Challenges:
a – What dates are given for the reviews of Butler's gender writing? List every one.
b – Carry on the reader reviews of Butler's gender writing from the point where they end.

====== Given passage ======

88 of 97 people found the following review helpful
on July 10, 2001
I'm no expert but I'm reminded of what a friend once confessed to me: it's hard talking about gender without it turning into a freak show. To her credit, Judith Butler speaks sincerely, with great subtlety, about a very touchy subject. Nevertheless, when you consider that words like "sex," "heterosexual," and "homosexual" are hardly a century old, you have to ask why do they seem so certain, so meaningful, so permanent and timeless? Why is it so hard to consider these words as concealing rather than revealing? In the tradition of Marx and Foucault, Butler begins to demystify their credibility and reveals how gender is something which is 'performative'. By this, she does not mean like a role which is donned (though those who don reveal) but rather as a repetitive, cultural activity from which identity is derived. This work is thought to be the beginning of 'queer theory.'
130 of 147 people found the following review helpful
on October 20, 2008
Of course Butler's books on gender are breathtaking classics and receive 5 stars from me in their print editions. I assign them all the time in my Gender Studies class. But this Kindle edition is messy. This is the problem I keep finding with the Kindle editions. It's insulting of Amazon to assume that Kindle readers don't care about clean editing and formatting. As a PhD student in Literature I am looking for a better tool for amassing my huge reading list. Students in every field would be ecstatic with a Kindle that actually served our needs. I also think Kindle is underestimating the common reader who also appreciates careful editting and presentation. We need to know more information about the Kindle editions--i.e. who edits and Introduces the volumes and whether they are exact replicas of their print editions. We also need to be able to cite actual page numbers from known editions for quotes, essays, papers and dissertations. I hope Kindle fixes this in the next generation. At the moment I'm making due with the messiness because of the convenience of carrying 300 volumes in one light device. But I'd be out shouting Kindle's praises in the streets (and to the classrooms full of college undergrads I teach) if Kindle would just pay attention to these few details. The search tool can be so helpful as to be heavenly. The dictionary tool should be expanded to include philosophical and theoretical terms also! Come on Kindle!
40 of 44 people found the following review helpful
on June 29, 2003
Though I agree with what others have written of Butler's prose, I think her approach to the ubiquitous "nature versus nurture" question of gender is an important one (politically, socially, culturally, psychologically...) At times her rhetoric is questionable & her ideas somewhat biased (to the point of bordering on... well, less than practical). However, that should not, by any means, dissuade anyone from reading her work. Despite the difficulties it might present, "Gender Trouble" is challenging, thoughtful and thought-provoking-- an enlightening experience for anyone willing to put forth some effort.
21 of 22 people found the following review helpful
on March 11, 2007
Readers who are willing to tolerate labyrinthine sentences and brain-cramping scholarly vocabulary and who already have a working understanding of Freud, Lacan, Foucault, and deconstruction will find in Butler a challenging, highly stimulating theorist of sex, gender, and sexuality.
Readers looking for a breezy and accessible discussion of gender roles in modern society should definitely look elsewhere.

====== Data rows ======

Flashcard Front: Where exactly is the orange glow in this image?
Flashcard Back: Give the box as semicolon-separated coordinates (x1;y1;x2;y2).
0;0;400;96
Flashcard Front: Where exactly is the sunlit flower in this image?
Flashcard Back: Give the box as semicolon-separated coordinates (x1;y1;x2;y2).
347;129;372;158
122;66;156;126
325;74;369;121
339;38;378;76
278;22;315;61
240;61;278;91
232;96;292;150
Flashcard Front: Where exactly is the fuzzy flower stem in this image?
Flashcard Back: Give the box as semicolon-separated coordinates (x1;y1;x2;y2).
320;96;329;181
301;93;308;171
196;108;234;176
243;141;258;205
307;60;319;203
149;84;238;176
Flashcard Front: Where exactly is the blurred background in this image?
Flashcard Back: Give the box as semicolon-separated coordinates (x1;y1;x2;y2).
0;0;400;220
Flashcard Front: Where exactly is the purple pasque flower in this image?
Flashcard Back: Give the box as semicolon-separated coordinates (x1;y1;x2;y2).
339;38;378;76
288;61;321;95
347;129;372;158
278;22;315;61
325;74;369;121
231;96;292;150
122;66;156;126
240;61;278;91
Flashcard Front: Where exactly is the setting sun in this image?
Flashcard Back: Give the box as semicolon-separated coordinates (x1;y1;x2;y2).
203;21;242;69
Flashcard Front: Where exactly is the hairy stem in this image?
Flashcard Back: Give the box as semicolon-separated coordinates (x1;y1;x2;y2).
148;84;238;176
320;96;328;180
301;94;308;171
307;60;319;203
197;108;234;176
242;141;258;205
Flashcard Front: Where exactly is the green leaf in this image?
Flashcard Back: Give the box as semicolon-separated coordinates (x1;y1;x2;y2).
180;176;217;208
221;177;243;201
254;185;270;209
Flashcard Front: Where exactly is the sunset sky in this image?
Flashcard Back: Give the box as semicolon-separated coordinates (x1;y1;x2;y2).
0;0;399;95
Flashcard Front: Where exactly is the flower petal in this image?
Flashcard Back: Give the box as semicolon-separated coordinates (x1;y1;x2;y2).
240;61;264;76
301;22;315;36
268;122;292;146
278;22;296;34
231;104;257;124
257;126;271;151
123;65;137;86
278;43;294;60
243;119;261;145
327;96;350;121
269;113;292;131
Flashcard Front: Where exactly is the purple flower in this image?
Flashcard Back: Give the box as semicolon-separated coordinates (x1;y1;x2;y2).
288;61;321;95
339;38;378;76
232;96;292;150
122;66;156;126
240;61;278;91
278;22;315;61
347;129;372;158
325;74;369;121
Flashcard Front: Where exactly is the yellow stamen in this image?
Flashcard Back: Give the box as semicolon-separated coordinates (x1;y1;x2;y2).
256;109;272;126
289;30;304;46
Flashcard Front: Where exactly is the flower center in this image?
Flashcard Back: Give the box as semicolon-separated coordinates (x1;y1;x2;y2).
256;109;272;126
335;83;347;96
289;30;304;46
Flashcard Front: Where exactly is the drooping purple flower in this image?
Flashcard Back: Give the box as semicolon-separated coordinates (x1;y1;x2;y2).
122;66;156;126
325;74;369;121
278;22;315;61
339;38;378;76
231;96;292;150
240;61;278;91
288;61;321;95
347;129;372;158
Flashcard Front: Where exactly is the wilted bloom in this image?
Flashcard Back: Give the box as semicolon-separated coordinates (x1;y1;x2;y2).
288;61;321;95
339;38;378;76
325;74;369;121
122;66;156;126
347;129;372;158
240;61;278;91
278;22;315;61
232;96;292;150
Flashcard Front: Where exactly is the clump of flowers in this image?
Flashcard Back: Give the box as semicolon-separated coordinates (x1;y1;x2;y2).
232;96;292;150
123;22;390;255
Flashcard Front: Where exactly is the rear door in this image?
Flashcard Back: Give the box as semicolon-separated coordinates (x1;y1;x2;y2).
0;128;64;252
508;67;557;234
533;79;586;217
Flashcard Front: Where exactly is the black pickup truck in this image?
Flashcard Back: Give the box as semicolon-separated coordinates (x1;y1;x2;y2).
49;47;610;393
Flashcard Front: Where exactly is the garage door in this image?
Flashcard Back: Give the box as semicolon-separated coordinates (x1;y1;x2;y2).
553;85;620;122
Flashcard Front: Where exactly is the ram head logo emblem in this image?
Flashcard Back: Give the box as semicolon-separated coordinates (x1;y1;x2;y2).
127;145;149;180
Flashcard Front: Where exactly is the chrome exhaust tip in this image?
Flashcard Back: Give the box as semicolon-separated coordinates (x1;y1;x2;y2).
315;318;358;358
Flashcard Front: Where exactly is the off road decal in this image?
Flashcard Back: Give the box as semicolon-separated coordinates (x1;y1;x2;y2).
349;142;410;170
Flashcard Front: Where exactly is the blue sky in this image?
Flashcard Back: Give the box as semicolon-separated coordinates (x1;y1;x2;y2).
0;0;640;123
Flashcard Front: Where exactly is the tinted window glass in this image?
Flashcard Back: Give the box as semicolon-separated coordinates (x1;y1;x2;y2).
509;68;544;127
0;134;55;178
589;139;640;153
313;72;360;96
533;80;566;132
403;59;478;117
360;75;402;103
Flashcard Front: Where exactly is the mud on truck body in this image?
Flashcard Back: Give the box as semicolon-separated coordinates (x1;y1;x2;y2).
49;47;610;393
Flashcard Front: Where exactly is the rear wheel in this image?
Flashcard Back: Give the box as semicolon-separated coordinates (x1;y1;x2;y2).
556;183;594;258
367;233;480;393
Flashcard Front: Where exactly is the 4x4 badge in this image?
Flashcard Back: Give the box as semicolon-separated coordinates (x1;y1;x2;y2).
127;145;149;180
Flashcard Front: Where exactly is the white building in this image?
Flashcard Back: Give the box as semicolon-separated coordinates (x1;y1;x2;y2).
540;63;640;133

======

Expected results:
a – July 10, 2001; October 20, 2008; June 29, 2003; March 11, 2007

b –
11 of 11 people found the following review helpful
on November 30, 2009
Most of the existing reviews give a good idea of how this book has come across to Amazon readers. I decided to create a review because I had a couple of points to add. The first is a reiteration - Butler's prose is, in places, exceedingly difficult to read without a lot of former practice in reading feminism, philosophy, linguistics, and literary criticism. This is the main reason for loss of one star. She makes such wonderful deconstructive arguments showing how categories of not only gender but sex itself are constructed. Having said that, even if you only pick up about 50% of the meaning, the rephrasing and recouching of multiple ideas from different standpoints conveys the basic ideas the author wishes to convey. The second point is that one may be left wanting more. As Butler says in her updated preface (1999 - the original was 1990) - if she were writing this book today she would also include a discussion of transgender and intersexuality and surgical intervention. I believe such a discussion would bring a valuable contribution to feminism, as feminism brings so much to any consideration of transgender and intersex issues.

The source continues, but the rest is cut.